• _EXERCISE BRIEF_: Go through the entries and copy every line that has the string "forearm" in it.

• _SUPPLIED RECORDS_:
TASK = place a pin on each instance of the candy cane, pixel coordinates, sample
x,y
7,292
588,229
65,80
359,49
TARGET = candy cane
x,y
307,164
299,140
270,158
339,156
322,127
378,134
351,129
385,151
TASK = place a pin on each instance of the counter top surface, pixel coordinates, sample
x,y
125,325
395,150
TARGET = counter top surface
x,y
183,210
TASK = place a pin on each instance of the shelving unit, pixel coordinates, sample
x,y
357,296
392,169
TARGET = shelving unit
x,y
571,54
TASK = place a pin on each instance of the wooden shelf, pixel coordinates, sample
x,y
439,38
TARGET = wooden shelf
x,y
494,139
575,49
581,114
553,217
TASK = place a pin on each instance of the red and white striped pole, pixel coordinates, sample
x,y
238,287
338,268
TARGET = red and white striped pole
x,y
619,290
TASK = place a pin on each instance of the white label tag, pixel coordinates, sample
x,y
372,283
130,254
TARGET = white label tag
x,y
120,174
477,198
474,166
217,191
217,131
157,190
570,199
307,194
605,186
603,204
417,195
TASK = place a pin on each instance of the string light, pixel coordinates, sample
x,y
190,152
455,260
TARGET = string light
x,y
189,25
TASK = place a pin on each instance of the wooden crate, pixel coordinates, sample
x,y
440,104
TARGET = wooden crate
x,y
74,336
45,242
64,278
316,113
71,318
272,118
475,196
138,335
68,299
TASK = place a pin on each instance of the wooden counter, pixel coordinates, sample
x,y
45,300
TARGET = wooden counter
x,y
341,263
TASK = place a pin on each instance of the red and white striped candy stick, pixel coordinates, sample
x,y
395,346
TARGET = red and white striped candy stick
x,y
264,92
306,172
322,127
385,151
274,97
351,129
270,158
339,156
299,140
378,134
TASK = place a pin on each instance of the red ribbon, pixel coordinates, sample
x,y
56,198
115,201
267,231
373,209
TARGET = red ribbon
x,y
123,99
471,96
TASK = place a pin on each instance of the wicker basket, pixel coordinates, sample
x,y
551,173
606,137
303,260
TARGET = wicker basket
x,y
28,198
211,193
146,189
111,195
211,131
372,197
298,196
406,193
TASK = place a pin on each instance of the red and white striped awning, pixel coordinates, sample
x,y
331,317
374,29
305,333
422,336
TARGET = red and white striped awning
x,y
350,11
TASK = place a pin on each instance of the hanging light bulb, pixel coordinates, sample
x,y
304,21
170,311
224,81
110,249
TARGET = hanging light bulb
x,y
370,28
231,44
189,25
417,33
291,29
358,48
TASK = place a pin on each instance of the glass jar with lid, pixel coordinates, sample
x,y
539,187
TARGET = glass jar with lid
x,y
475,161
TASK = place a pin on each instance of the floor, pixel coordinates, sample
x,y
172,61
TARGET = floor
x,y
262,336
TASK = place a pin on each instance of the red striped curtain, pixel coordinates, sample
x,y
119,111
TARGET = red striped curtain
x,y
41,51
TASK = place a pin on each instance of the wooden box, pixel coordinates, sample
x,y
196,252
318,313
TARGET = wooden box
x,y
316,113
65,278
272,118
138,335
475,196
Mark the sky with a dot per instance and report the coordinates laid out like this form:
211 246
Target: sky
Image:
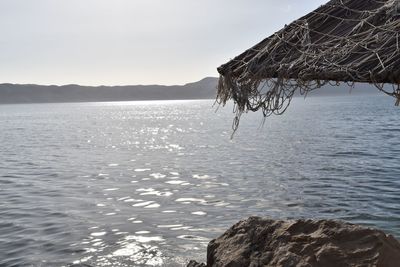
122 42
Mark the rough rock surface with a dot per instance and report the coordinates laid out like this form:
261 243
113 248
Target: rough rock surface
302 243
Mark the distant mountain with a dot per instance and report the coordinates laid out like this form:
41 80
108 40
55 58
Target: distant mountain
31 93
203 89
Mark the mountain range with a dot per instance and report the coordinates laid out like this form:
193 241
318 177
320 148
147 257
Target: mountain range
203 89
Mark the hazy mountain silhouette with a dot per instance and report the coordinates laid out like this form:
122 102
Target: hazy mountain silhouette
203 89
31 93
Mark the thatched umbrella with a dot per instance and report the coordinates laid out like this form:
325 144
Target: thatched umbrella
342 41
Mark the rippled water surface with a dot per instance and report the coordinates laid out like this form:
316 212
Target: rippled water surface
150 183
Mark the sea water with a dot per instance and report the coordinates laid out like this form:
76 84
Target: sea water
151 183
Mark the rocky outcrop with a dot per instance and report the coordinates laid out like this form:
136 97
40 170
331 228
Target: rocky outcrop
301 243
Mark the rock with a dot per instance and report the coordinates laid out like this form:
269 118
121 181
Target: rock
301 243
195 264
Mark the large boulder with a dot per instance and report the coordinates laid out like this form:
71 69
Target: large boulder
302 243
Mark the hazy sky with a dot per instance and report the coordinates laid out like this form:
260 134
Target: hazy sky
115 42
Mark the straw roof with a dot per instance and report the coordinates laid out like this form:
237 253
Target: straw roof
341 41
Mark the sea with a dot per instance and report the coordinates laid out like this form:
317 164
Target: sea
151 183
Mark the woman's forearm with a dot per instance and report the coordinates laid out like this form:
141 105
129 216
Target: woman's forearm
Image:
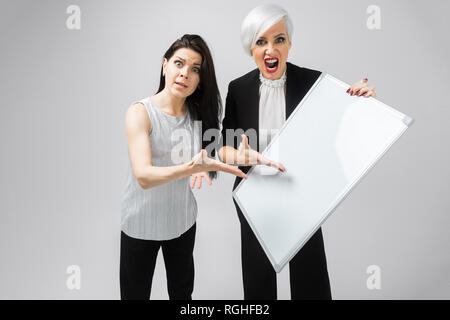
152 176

• _COMPLETED TASK_:
Mark the woman's forearm with a dot per instance and report the coordinates laid out like this form:
Target: woman's forearm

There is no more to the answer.